=== TEXT SEGMENT ===
Military Science Faculty
05901/Military Science (Army ROTC)
The Military Science Program can lead to a commission as a U.S. Army Officer. The Military Science Program is comprised of the Basic Course and the Advanced Course. Contact the Professor of Military Science, (215) 204-7480, for registration and scholarship procedures.
0015. Introduction to Military Science (1 s.h.) F
Prerequisite: Permission of instructor. An orientation to mission, organization, and the capabilities of the U.S. Army. The role of the ROTC, customs and traditions of the service, basic military skills, and introductions to military leadership. Students must enroll in Lab 0015L, sec. 041 and participate in one weekend exercise.
0016. Introduction to Military Science II (1 s.h.) S
Prerequisite: Permission of instructor. An introduction to land navigation, map reading, and terrain analysis. The students will gain an understanding of the military use of maps in association with actual terrain. The student will also learn the fundamentals of military communication skills in written and oral communications, and physical fitness program. Students must enroll in Lab 0016L, sec. 041 and participate in one weekend exercise.
0015L, 0016L. Leadership Lab
Open only to and required of students in the military science courses 0015 and 0016. Learn and practice basic skills of team-building, leadership skills and build self-confidence.
0027. Small Unit Operations and Leadership (1 s.h.) S
Prerequisite: Permission of instructor. Students will learn the principles of planning and conducting small unit operations. Emphasis will be placed on learning and developing leadership skills. Practical applications and performance oriented training are included.
0031. Basic Military Skills and Leadership (1 s.h.) F
Prerequisite: Permission of instructor. Students are introduced to basic military skills and leadership principles. Students are introduced to the 16 leadership dimensions and participate in simulations to assess their leadership behavior.
0027L, 0031L. Leadership Lab
Open only to and required of students in the military science courses 0027 and 0031. Learn and practice basic skills of team-building, leadership skills and build self-confidence.
0131. Applied Leadership and Management I (2 s.h.) F
Prerequisite: Permission of instructor. To prepare the ROTC Advanced Course cadet for successful completion of the demanding ROTC Advanced Camp through rigorous leadership and management exercises. Emphasis on physical fitness, land navigation and communication techniques. Weekly Leadership Laboratories and two weekend field exercises.
0132. Applied Leadership and Management II (2 s.h.) S
Prerequisite: Military Science 0131. Continuation of Military Science 0131. Further expansion of the student's leadership abilities through the practice of organizational leadership principles in simulated situations. Heavy emphasis on small unit tactics. Successful completion of 0131/0132 qualifies the student for attendance at the ROTC Advanced Camp where leadership, military skills and physical fitness are rigorously tested. Weekly leadership laboratories and two weekend field training exercises.
0141. Advanced Leadership and Management I (2 s.h.) F
Prerequisite: Military Science 0132. Develops the managerial skills of the cadet through directed problem solving of military related simulations. Professionalism and ethics, civil-military intelligence. Weekly Leadership Laboratories and two weekend field exercises.
0142. Advanced Leadership and Management II (2 s.h.) S
Prerequisite: Military Science 0141. A working knowledge of the command and staff functions performed by commissioned officers in the U.S. Army. Staff planning, training management. Communication skills practiced through both written assignments and oral presentations. Weekly Leadership Laboratories and two weekend field exercises.
===
*TASK TO CARRY OUT*.
Condense the paragraph in the Army ROTC course descriptions that begins "Prerequisite: Military Science 0131." into a short bulleted list that keeps its main facts.
=== DATA ===
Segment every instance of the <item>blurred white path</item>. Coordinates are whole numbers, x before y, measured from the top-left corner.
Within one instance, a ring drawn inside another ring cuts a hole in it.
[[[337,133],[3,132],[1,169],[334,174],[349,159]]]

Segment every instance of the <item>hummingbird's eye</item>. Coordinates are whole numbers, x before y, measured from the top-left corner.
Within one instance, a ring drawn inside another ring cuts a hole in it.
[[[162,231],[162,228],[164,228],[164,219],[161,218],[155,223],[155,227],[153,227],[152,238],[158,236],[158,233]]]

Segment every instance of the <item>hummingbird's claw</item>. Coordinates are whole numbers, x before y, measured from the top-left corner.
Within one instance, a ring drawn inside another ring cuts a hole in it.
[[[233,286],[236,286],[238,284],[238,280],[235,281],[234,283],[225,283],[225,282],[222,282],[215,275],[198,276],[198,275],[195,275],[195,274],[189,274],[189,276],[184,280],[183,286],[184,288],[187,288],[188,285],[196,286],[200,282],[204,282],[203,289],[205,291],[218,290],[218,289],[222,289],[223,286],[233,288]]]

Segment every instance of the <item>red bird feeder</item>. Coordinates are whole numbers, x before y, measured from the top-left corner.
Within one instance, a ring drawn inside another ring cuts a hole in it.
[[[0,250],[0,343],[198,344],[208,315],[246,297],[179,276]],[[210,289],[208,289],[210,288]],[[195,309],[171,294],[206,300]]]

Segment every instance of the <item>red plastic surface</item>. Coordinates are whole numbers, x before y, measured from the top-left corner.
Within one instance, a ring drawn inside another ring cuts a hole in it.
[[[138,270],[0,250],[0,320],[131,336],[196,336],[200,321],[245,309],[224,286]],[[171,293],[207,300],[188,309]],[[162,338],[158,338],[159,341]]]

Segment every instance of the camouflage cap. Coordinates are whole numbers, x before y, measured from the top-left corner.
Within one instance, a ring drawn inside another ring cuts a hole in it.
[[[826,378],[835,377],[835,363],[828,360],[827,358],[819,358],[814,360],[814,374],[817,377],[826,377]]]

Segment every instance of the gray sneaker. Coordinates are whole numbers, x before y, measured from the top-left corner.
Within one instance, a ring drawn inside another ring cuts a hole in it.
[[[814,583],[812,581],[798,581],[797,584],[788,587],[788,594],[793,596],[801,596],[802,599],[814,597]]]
===
*FINAL RESULT*.
- Prerequisite: Military Science 0131; continues that course
- Builds leadership ability through organizational leadership principles practiced in simulated situations
- Heavy emphasis on small unit tactics
- Completing 0131/0132 qualifies the student for the ROTC Advanced Camp, which rigorously tests leadership, military skills and physical fitness
- Weekly leadership laboratories and two weekend field training exercises